Material to process
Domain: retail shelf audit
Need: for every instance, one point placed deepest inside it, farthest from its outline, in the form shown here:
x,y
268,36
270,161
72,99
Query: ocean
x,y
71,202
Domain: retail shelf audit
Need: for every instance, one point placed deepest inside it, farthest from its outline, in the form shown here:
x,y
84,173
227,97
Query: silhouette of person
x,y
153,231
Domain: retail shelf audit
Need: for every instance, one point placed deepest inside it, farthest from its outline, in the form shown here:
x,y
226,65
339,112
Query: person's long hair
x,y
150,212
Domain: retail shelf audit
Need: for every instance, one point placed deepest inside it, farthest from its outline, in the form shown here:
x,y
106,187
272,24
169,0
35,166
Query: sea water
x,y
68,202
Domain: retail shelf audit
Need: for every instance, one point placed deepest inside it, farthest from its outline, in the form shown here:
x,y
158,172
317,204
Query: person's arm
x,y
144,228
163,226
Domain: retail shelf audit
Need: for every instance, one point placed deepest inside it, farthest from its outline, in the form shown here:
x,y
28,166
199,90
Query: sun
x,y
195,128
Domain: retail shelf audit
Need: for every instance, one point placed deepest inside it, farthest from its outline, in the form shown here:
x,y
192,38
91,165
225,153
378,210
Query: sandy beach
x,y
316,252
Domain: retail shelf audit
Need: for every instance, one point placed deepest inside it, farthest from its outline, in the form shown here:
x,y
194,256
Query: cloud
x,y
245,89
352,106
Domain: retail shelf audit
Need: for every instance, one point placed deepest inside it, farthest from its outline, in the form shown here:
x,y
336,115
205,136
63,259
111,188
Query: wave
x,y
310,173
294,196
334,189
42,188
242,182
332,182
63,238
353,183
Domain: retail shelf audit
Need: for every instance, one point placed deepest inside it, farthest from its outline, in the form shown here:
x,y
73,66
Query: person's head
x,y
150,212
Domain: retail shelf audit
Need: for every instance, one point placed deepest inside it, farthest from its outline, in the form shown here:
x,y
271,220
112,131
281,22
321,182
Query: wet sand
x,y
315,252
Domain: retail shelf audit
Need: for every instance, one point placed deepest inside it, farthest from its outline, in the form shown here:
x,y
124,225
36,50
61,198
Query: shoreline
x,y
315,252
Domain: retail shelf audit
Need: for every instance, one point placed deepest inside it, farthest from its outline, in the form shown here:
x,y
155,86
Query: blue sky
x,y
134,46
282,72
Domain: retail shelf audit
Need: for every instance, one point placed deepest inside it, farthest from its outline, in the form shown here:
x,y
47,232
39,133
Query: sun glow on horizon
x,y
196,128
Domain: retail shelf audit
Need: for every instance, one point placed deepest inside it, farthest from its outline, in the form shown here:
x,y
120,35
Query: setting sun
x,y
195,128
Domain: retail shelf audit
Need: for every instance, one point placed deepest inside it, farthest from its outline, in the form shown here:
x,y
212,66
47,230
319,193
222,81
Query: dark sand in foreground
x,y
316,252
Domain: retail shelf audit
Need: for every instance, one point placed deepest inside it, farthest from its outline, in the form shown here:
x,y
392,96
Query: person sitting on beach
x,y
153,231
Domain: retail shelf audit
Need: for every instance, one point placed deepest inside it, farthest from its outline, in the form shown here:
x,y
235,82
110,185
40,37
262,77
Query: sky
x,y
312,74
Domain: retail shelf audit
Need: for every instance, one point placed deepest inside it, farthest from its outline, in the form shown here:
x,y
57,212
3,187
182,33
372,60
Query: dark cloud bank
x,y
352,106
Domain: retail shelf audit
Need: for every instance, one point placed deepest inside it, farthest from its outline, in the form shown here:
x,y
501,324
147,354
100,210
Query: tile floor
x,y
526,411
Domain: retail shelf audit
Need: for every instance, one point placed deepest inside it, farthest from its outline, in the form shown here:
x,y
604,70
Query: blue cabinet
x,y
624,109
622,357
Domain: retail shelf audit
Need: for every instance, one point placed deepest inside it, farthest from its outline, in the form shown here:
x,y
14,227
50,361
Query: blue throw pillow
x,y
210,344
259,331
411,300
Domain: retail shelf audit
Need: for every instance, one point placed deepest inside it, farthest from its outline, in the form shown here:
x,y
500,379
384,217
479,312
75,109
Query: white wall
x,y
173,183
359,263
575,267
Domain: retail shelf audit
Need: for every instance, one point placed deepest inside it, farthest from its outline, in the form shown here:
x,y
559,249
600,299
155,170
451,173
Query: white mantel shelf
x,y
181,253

Requirement
Reproduce the complete data exactly as presented above.

Result of this exercise
Domain: retail shelf audit
Need: for every instance, one point placed deepest inside it, farthest from its outline, in the form shown here:
x,y
268,36
270,161
72,99
Query: ocean
x,y
71,202
Domain: retail shelf audit
Need: for every instance, one point placed deepest inside it, farthest from its outline, in the form shown here:
x,y
84,173
227,97
Query: silhouette of person
x,y
153,231
Domain: retail shelf audit
Need: for every instance, one point placed deepest inside it, farthest from its outline, in the form shown here:
x,y
226,65
339,112
Query: person's long hair
x,y
150,212
Domain: retail shelf audit
Need: for every instance, one point placed deepest inside it, farthest from its outline, in the form shown here:
x,y
106,187
272,24
169,0
35,166
Query: sea water
x,y
68,202
Domain: retail shelf audit
Need: for every instance, one point placed deepest inside it, farthest from its outline, in the form shown here:
x,y
158,172
317,204
Query: person's arm
x,y
144,228
163,226
Domain: retail shelf audit
Need: for every instance, one point placed deepest inside it, farthest from its outline, in the form shown here:
x,y
28,166
199,90
Query: sun
x,y
195,128
Domain: retail shelf audit
Need: for every instance, one point placed deepest inside it, farthest from its outline, in the form shown here:
x,y
192,38
91,165
225,153
378,210
Query: sandy beach
x,y
316,252
Domain: retail shelf audit
Need: for every instance, one point placed deepest inside it, farthest from its outline, in the form shown here:
x,y
194,256
Query: cloud
x,y
245,89
352,106
Domain: retail shelf audit
Need: for every instance, one point placed deepest inside it, farthest from its outline, in the form shown here:
x,y
336,115
205,136
63,259
111,188
Query: wave
x,y
310,173
294,196
334,189
42,188
242,182
332,182
63,238
353,183
Domain: retail shelf audit
Need: for every instance, one point placed deepest inside it, farthest from its outline, in the form shown here:
x,y
73,66
Query: person's head
x,y
150,212
Domain: retail shelf audit
Need: for every instance, one point placed deepest inside it, farthest from its outline, in the form shown here:
x,y
271,220
112,131
281,22
321,182
Query: wet sand
x,y
315,252
Domain: retail shelf audit
Need: for every instance, one point placed deepest inside it, farthest from its outline, in the form shown here:
x,y
124,225
36,50
61,198
Query: shoreline
x,y
315,252
Domain: retail shelf audit
Need: for every instance, one point placed deepest inside it, farthest from its outline, in the form shown here:
x,y
155,86
Query: blue sky
x,y
134,46
282,72
Domain: retail shelf audit
Need: for every instance, one point placed deepest inside it, farthest from its outline, in the form shown here:
x,y
47,232
39,133
Query: sun glow on horizon
x,y
196,128
Domain: retail shelf audit
Need: for every instance, one point placed deepest inside it, farthest from its outline, in the form shown here:
x,y
120,35
Query: setting sun
x,y
195,128
Domain: retail shelf audit
Need: for every instance, one point placed deepest inside it, farthest from its outline, in the form shown here:
x,y
212,66
47,230
319,193
222,81
Query: dark sand in foreground
x,y
316,252
Domain: retail shelf audit
Need: for every instance, one point placed deepest inside it, farthest from its outline, in the form shown here:
x,y
392,96
Query: person sitting on beach
x,y
153,231
Domain: retail shelf audit
Need: for every instance, one point placed deepest inside it, farthest from its outline, in the form shown here:
x,y
235,82
110,185
40,37
262,77
Query: sky
x,y
312,74
Domain: retail shelf audit
Need: for every instance, one point placed deepest inside it, farthest from its outline, in the form shown here:
x,y
57,212
3,187
182,33
372,60
Query: dark cloud bank
x,y
352,106
Domain: retail shelf audit
Need: for every instance, one point placed deepest inside it, farthest from its outline, in the form shown here:
x,y
501,324
147,354
100,210
Query: tile floor
x,y
526,411
Domain: retail shelf audit
Need: for every instance, one point placed deepest inside it, farthest from its outline, in the form shown here:
x,y
604,70
Query: blue cabinet
x,y
624,109
622,357
Domain: retail shelf audit
Need: for every instance, one point placed deepest inside it, farthest from its outline, in the form shown here:
x,y
14,227
50,361
Query: blue throw pillow
x,y
210,344
259,331
411,300
Domain: retail shelf audit
Need: for every instance, one point placed deepest inside it, farthest from its outline, in the form shown here:
x,y
500,379
384,217
479,312
75,109
Query: white wall
x,y
173,183
359,263
575,267
Domain: retail shelf audit
Need: for every instance, one point placed deepest inside it, farthest from its outline, in the form shown here:
x,y
559,249
600,299
155,170
451,173
Query: white mantel shelf
x,y
181,253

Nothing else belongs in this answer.